Return every entry exactly as written.
====================
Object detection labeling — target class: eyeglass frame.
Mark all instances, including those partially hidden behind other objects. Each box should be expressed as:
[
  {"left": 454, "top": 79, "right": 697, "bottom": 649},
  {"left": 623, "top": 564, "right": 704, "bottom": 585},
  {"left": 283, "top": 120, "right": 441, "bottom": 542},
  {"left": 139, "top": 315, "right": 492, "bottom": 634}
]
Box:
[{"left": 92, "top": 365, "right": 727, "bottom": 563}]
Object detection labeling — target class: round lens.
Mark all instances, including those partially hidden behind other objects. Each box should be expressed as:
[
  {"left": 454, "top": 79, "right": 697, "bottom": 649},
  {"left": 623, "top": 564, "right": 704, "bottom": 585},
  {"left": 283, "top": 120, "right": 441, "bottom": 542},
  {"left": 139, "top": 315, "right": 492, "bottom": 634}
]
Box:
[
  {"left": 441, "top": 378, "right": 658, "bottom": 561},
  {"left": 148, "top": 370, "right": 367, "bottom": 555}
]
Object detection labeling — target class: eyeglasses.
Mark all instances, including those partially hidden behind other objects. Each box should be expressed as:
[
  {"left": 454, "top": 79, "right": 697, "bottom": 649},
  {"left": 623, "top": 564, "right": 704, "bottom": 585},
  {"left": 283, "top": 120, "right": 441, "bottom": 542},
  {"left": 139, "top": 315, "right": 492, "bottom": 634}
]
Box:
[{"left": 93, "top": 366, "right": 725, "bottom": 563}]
====================
__The completed task__:
Object detection labeling — target class: eyeglass frame.
Mark all instances, including those partially hidden behind other objects. Each box should be expressed as:
[
  {"left": 454, "top": 79, "right": 697, "bottom": 649},
  {"left": 623, "top": 564, "right": 704, "bottom": 585},
  {"left": 283, "top": 120, "right": 441, "bottom": 542},
  {"left": 139, "top": 315, "right": 492, "bottom": 634}
]
Box:
[{"left": 92, "top": 365, "right": 727, "bottom": 563}]
Object detection labeling — target class: round lens.
Mark all instances, including those partially hidden behind other objects. Each box should be expressed as:
[
  {"left": 454, "top": 79, "right": 697, "bottom": 649},
  {"left": 623, "top": 564, "right": 704, "bottom": 585},
  {"left": 283, "top": 120, "right": 441, "bottom": 542},
  {"left": 139, "top": 315, "right": 492, "bottom": 634}
]
Box:
[
  {"left": 441, "top": 378, "right": 658, "bottom": 561},
  {"left": 148, "top": 370, "right": 367, "bottom": 555}
]
Object detection labeling — target class: eyeglasses.
Mark all instances, including those partially hidden behind other objects. Each box should be expressed as:
[
  {"left": 454, "top": 79, "right": 697, "bottom": 649},
  {"left": 623, "top": 564, "right": 704, "bottom": 585},
  {"left": 283, "top": 120, "right": 441, "bottom": 542},
  {"left": 139, "top": 315, "right": 492, "bottom": 634}
]
Box:
[{"left": 93, "top": 366, "right": 725, "bottom": 563}]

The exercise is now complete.